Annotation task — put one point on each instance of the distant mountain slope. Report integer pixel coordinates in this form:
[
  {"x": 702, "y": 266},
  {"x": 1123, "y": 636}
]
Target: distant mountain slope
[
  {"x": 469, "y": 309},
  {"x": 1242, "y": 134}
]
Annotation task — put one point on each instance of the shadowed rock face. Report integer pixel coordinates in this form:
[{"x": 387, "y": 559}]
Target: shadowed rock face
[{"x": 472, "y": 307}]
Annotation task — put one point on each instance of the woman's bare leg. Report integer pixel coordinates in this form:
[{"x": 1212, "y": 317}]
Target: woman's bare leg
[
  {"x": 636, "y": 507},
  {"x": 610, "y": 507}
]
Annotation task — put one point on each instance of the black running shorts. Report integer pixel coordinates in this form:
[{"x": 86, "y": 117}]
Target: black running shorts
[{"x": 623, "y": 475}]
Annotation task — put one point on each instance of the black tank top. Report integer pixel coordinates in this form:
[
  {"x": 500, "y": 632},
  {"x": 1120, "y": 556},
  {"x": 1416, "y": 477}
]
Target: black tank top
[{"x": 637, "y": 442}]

WRITTEN PROBLEM ->
Swap every "Annotation task" in the listing above for "Labeling task", and give the listing again with nothing else changed.

SOLVED EXERCISE ->
Labeling task — put one point on each instance of the distant mountain slope. Report integer pixel coordinates in this form:
[
  {"x": 702, "y": 266},
  {"x": 1123, "y": 636}
]
Target: distant mountain slope
[
  {"x": 469, "y": 309},
  {"x": 1242, "y": 134}
]
Labeling task — put one point on each instance of the shadowed rock face. Report integer pixel coordinates in this form:
[{"x": 387, "y": 559}]
Target: shadowed rock face
[{"x": 472, "y": 307}]
Labeling task — put one point on each instance of the woman's bare leg. Report integer pixel coordinates in this form:
[{"x": 1212, "y": 317}]
Target: woman's bare leg
[
  {"x": 636, "y": 507},
  {"x": 610, "y": 507}
]
Labeling task — put one point on each instance of the black running shorts. Report integer pixel coordinates in this form:
[{"x": 86, "y": 117}]
Target: black running shorts
[{"x": 623, "y": 475}]
Labeling task — put one point on each instance of the black tank top. Report integer pixel coordinates in this form:
[
  {"x": 500, "y": 632},
  {"x": 1120, "y": 556},
  {"x": 1416, "y": 477}
]
Target: black tank top
[{"x": 637, "y": 442}]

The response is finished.